◆ BLOCCO DI TESTO ◆
__________

Intanto: la Sicilia è l’isola più grande del Mediterraneo e la Regione più estesa d’Italia. Vanta il primato per le aree naturali protette, con i suoi 5 parchi regionali - Parco fluviale dell’Alcantara, Parco dell’Etna, Parco delle Madonie, Parco dei monti Sicani, Parco dei Nebrodi -, 6 aree marine protette - Capo Gallo, Riviera dei Ciclopi, Egadi, Ustica, Pelagie e Plemmirio -, e 72 riserve naturali.

La Sicilia è la regione d’Italia più ricca di beni artistici e culturali riconosciuti dall’Organizzazione Mondiale UNESCO e conta sette siti - l’area archeologica di Agrigento-Valle dei Templi, la Villa del Casale a piazza Armerina, le Isole Eolie, le città barocche della Val di Noto, Siracusa e le necropoli rupestri di Pantalica, la Palermo araba-normanna e le cattedrali di Cefalù e Monreale, il Monte Etna - su un totale di 51 presenti in tutta Italia. La Sicilia è la regione con il sito archeologico più esteso al mondo (Agrigento) e Palermo è la capitale europea dello Street Food.

__________

Voci di dati archiviate:
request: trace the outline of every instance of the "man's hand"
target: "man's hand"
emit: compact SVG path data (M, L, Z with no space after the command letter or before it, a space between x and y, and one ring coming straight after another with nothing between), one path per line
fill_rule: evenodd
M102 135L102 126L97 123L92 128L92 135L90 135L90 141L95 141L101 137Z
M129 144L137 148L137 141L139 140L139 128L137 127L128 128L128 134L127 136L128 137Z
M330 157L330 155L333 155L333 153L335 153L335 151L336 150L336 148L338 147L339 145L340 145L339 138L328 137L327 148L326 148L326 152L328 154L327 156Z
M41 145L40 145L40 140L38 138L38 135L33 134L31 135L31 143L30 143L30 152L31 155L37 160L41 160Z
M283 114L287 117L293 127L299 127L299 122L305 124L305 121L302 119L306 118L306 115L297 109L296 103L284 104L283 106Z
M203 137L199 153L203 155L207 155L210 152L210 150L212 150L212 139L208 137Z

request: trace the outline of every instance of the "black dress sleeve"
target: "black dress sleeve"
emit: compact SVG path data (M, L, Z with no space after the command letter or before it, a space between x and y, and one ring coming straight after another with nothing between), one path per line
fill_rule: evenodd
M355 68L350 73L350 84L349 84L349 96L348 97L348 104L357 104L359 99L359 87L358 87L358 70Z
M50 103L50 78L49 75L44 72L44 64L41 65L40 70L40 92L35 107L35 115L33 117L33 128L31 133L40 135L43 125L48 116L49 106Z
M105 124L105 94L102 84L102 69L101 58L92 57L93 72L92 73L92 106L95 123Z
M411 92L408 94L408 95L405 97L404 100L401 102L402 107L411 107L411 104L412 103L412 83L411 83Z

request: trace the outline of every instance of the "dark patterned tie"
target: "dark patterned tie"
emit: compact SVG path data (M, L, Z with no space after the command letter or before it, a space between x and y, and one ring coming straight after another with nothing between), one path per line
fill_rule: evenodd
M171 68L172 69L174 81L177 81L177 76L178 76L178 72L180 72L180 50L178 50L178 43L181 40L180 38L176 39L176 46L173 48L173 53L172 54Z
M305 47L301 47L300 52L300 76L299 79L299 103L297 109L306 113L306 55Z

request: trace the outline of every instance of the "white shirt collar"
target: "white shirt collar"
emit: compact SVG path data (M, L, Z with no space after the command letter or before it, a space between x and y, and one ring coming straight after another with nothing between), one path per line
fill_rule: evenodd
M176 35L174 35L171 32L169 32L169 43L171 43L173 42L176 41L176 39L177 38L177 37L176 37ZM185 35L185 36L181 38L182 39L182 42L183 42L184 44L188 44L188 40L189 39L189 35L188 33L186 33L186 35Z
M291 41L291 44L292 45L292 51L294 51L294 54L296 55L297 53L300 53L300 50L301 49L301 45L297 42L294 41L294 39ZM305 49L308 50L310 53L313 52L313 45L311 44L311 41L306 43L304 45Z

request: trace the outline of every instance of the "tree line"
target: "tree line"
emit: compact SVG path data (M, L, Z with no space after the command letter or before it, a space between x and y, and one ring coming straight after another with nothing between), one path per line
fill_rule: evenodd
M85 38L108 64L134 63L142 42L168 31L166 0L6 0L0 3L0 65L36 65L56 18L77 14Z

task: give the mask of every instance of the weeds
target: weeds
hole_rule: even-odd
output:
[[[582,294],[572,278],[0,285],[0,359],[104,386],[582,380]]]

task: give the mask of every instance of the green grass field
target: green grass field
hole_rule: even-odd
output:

__________

◆ LAVORO RICHIESTO ◆
1/ Rispondi a queste domande sul testo sulla Sicilia, marcando le risposte allo stesso modo:
(a) Quante riserve naturali conta la Sicilia?
(b) Quanti siti UNESCO sono presenti in tutta Italia?
(c) Quale città viene definita capitale europea dello Street Food?
2/ Estendi il testo sulla Sicilia, riprendendo subito dopo la sua ultima frase.

◆ RISULTATI IN ORDINE ◆
1/
(a) 72
(b) 51
(c) Palermo

2/
In Sicilia si può visitare il parco dell’Etna, Ragusa Ibla, la Valle dei Templi, San Vito Lo Capo, la Riserva dello Zingaro, Selinunte, Erice, Ortigia, le Gole dell’Alcantara, il Duomo di Monreale, la Villa Romana del Casale e Piazza Armerina, Palermo, Noto, Taormina e il suo teatro greco, Marzameni, i Faraglioni di Aci Trezza, la Scala dei Turchi, Tindari, le Isole Eolie, Cefalù, i laghetti di Avola, Scicli, Catania, la Scalinata di Santa Maria del Monte a Caltagirone, le Saline di Trapani, Modica, Favignana, Lampedusa, l’Isola delle Correnti, la Riserva di Vendicari.

L’elenco potrebbe continuare a lungo, tra antiche culture e spiagge incontaminate, e non è facile riassumere in poche parole cosa vedere in Sicilia. Terra unica al mondo, circondata dal mare e per secoli meta di conquistatori.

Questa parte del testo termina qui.